→ **Your task**
List every line of the data below that contains the word "black", copying each line in full. Treat uppercase and lowercase letters as different.

───── Data for this task

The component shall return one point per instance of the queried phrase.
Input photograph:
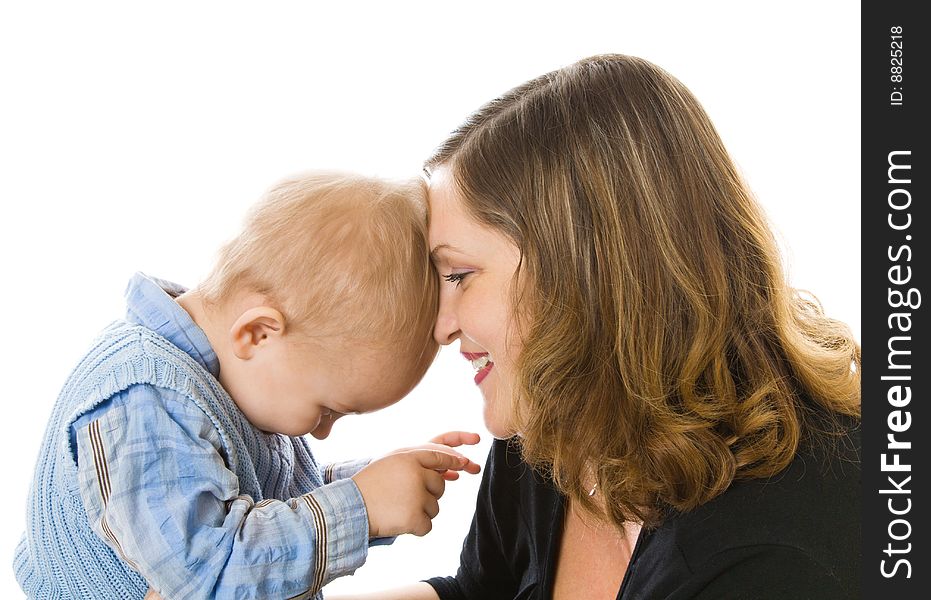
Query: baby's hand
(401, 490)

──────────
───── Data for this task

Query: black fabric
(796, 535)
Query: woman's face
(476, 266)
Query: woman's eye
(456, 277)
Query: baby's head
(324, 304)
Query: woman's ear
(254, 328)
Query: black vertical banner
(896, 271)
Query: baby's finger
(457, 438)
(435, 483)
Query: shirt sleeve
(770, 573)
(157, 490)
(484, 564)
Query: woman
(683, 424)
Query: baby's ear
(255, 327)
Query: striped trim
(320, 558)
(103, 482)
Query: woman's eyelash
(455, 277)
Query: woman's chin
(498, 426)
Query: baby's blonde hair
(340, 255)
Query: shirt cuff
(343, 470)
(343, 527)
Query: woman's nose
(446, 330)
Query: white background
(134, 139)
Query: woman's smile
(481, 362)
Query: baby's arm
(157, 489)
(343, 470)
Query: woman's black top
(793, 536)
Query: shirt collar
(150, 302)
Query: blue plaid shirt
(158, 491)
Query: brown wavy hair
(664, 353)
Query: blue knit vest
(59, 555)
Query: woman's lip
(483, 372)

──────────

→ **Response below**
Query: black fabric
Query: black vertical banner
Query: woman's black top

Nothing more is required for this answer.